▸ TEXTO FORNECIDO:
Não, não é ainda um novo trabalho de Erin Moran aka A Girl Called Eddy mas quase. O importante é, no entanto, haver boas notícias!
Quase uma década e meia depois do maravilhoso álbum homónimo de 2004 produzido por Richard Hawley, eis que há um epílogo feliz quanto ao misterioso e longo retiro com a saída de um disco inteiro de canções onde a menina surge ao lado do amigo Mehdi Zannad (Fugu) sob o nome de The Last Detail. Com selo da Elefant Records espanhola, trata-se da confirmação dos rumores quanto à efectiva actividade compositora da americana e que, numa primeira audição, causa alguma estranheza quanto à partilha alternada das vozes mas o sumo pop lá se vai entranhando sem dificuldade.
Mas há mais. Prometido até ao fim do ano está um novo single em nome de A Girl Called Eddy que anunciará um álbum de originais logo em Janeiro! Será sempre muito difícil bater a primeira obra-prima atendendo ao tempo de espera e às centenas de vezes que ouvimos as canções de 2004, mas nada como manter as expectativas bem altas. Ao que parece, vai haver até digressão ao vivo... (suspiro)!
SHARON VAN ETTEN, LEMBRETE!

[Registos de um conjunto de dados]
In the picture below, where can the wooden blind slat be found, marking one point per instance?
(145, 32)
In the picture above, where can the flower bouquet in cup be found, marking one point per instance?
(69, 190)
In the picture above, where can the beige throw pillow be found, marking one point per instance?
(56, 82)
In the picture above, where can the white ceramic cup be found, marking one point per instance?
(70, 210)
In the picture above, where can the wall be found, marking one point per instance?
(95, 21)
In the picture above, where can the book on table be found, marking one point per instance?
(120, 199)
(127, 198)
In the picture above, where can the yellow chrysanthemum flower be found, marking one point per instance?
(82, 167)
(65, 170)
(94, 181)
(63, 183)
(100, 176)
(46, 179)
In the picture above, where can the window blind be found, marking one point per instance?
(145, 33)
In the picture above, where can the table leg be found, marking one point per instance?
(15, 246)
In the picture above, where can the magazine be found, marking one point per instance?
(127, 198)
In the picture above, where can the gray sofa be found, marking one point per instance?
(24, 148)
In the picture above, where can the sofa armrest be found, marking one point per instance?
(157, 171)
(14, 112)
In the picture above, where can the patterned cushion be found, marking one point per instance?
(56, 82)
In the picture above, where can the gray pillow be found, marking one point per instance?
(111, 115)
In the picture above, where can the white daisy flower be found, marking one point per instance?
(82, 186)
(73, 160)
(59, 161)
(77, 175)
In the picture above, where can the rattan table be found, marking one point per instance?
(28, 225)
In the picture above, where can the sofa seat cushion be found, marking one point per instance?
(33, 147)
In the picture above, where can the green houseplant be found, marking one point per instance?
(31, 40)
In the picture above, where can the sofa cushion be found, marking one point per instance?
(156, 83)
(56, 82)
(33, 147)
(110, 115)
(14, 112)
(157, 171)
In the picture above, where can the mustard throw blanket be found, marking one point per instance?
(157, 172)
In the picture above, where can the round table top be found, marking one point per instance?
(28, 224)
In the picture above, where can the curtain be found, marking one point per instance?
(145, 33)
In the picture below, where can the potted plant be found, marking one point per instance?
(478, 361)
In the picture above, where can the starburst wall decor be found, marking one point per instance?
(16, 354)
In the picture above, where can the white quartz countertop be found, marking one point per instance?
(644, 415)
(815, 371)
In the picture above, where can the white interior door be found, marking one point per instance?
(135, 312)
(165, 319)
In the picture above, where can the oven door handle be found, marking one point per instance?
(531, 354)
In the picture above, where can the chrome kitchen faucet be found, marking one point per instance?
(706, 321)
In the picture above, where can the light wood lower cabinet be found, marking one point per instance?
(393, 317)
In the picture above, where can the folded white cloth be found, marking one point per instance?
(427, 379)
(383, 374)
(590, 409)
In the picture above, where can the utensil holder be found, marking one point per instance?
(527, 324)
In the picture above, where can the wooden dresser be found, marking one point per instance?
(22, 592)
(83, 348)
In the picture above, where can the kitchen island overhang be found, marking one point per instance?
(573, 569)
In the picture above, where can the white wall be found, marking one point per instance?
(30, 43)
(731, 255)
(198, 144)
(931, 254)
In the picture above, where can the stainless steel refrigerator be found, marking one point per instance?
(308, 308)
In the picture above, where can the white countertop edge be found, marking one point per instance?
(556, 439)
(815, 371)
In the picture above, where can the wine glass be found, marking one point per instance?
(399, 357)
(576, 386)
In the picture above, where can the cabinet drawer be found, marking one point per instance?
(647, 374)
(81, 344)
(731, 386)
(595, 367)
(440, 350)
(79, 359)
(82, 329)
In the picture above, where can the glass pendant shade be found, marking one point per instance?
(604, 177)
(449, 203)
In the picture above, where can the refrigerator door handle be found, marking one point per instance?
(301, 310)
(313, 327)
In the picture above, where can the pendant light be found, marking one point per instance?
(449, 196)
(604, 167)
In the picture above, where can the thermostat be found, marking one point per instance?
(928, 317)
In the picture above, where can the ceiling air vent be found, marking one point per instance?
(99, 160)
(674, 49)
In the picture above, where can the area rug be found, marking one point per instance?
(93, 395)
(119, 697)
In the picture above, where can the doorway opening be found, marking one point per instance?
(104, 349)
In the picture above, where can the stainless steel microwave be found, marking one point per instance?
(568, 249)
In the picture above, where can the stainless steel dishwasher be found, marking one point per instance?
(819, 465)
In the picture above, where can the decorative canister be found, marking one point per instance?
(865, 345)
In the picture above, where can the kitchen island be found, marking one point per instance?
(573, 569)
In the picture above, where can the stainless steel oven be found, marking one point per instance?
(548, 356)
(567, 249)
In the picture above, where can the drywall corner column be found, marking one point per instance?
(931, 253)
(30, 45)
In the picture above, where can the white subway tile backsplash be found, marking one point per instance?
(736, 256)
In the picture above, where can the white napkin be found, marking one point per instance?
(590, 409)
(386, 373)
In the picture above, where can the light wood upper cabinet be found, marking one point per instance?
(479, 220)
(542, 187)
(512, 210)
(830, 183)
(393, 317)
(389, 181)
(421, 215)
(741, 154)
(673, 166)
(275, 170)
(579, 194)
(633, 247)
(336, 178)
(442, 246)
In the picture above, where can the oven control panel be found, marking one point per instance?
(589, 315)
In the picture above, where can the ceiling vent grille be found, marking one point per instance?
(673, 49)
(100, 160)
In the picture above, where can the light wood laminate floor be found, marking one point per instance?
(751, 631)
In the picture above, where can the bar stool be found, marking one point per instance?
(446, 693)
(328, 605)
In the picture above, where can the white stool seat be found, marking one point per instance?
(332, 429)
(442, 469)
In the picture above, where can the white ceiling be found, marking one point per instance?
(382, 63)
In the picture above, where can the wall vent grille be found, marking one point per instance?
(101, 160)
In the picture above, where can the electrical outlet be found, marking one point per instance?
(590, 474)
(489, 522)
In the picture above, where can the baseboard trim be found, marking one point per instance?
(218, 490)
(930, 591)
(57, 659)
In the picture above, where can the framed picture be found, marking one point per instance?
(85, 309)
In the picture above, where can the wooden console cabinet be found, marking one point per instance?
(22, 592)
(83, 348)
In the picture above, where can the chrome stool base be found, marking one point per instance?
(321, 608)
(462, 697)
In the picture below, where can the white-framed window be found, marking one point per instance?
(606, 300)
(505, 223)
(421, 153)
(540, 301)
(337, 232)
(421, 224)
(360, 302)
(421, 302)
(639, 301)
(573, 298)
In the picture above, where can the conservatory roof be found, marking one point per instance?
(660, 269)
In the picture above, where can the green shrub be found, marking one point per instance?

▸ TAREFAS A FAZER:
[1] No texto fornecido, com que nome aparece Erin Moran ao lado de Mehdi Zannad no novo disco?
[2] Indique se cada afirmação concorda com o texto fornecido e cite as palavras exatas que o decidem: (a) o álbum homónimo de 2004 teve produção de Richard Hawley; (b) o disco de The Last Detail sai por uma editora francesa; (c) o álbum de originais de A Girl Called Eddy está previsto para janeiro.
[3] Prossiga o texto sobre A Girl Called Eddy a partir do ponto em que ele termina.

▸ RESPOSTAS ÀS TAREFAS:
[1] The Last Detail.

[2]
(a) Sim: "maravilhoso álbum homónimo de 2004 produzido por Richard Hawley".
(b) Não: "Com selo da Elefant Records espanhola".
(c) Sim: "anunciará um álbum de originais logo em Janeiro".

[3]
De tanto reclamar por um álbum novo de Sharon Van Etten, a menina fez-nos o favor de o anunciar para Janeiro próximo o que impede a sua eleição, mesmo às escuras, para as listas de melhores de 2018... Vai ter que esperar para o ano mas, com toda a certeza, não o vamos esquecer atendendo a estes dois monumentais adiantamentos de "Remind Me Tomorrow", o regresso ao fim de cinco longos anos por entre estúdios de Los Angeles ao lado da inseparável Heather Woods Broderick e de um punhado de outros músicos de eleição de bandas como Xiu Xiu, Midlake ou Last Shadow Puppets. Adivinha-se digressão intensa que começa na Europa a 21 de Março mas sem datas sequer a rondar o nosso jardim. Temos que lhe enviar um lembrete...
terça-feira, 27 de novembro de 2018
ENTRETANTO EM VIGO...
Fomos involuntariamente recebendo informação sobre um novo festival de música previsto para dia 15 de Dezembro em Vigo, um evento em primeira edição. Pois bem, o Most! foi agora cancelado sem grandes explicações mas que residem, sente-se à distância, numa fraca venda de bilhetes, o que deverá ser motivo de análise e reflexão atendendo ao exponencial volume de festivais pelas nossas bandas. Mas, atendendo à data escolhida e ao teor do cartaz de indisfarçável frouxidão, ainda não é desta que da Galiza sopram bons ventos, uma corrente de ar que já não acontece como deve ser desde 2011!
segunda-feira, 26 de novembro de 2018
HOLLY MIRANDA, Hard Club, Porto, 25 de Novembro de 2018
Durante a caminhada apressada pelas ruas desertas e ventosas da Invicta uma série de dúvidas pairavam entre os nossos pensamentos até chegar à porta do Ferreira Borges - quanta gente corajosa saiu de casa para um concerto de Holly Miranda? Quanta dela já a ouviu como deve ser? Quantas versões vai a menina cantar?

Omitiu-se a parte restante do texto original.